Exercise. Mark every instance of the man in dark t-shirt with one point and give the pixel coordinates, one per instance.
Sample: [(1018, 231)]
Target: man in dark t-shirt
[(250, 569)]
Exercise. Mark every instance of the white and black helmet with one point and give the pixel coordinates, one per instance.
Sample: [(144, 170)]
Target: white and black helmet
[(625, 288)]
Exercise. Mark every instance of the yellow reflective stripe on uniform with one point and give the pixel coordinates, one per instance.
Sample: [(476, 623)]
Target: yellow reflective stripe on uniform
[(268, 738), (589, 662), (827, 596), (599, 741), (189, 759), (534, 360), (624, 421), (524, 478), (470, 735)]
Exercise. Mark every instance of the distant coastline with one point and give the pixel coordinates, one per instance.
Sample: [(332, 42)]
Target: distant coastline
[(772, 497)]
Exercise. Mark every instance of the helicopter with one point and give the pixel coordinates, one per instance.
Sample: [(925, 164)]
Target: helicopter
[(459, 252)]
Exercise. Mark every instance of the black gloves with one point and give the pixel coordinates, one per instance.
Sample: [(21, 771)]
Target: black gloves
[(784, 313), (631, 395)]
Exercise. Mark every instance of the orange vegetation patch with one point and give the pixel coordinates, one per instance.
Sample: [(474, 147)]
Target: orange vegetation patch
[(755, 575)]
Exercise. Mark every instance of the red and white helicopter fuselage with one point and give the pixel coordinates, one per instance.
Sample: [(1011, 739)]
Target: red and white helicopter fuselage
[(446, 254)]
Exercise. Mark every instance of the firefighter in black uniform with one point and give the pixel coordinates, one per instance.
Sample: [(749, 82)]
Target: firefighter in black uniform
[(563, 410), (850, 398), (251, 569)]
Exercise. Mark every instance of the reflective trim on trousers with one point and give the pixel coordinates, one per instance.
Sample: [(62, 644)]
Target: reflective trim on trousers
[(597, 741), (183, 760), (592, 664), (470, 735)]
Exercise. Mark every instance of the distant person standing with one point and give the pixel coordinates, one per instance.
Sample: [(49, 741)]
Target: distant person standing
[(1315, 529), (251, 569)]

==============================

*To do:* Using the material above, extract the line that contains "Exercise. Mark every instance of the firefighter" and every line after it, exactly as given; stop at the last line.

*Solved problem:*
Exercise. Mark every instance of the firefighter in black uniform with one point and give the pixel coordinates, one per instance.
Sample: [(749, 82)]
Target: firefighter in black uniform
[(563, 410), (850, 398), (251, 569)]
Exercise. Mark every instance of the reflective trim on trousers with one point and give the pixel coordinates, one per instance.
Sample: [(62, 644)]
Target: reflective trim on trousers
[(597, 741), (183, 760), (592, 664), (470, 735)]
Exercise. Mark every instance of the distant person standing with one point and give the pixel coordinates, one per instance.
Sample: [(49, 741)]
Target: distant person standing
[(1315, 529), (251, 569)]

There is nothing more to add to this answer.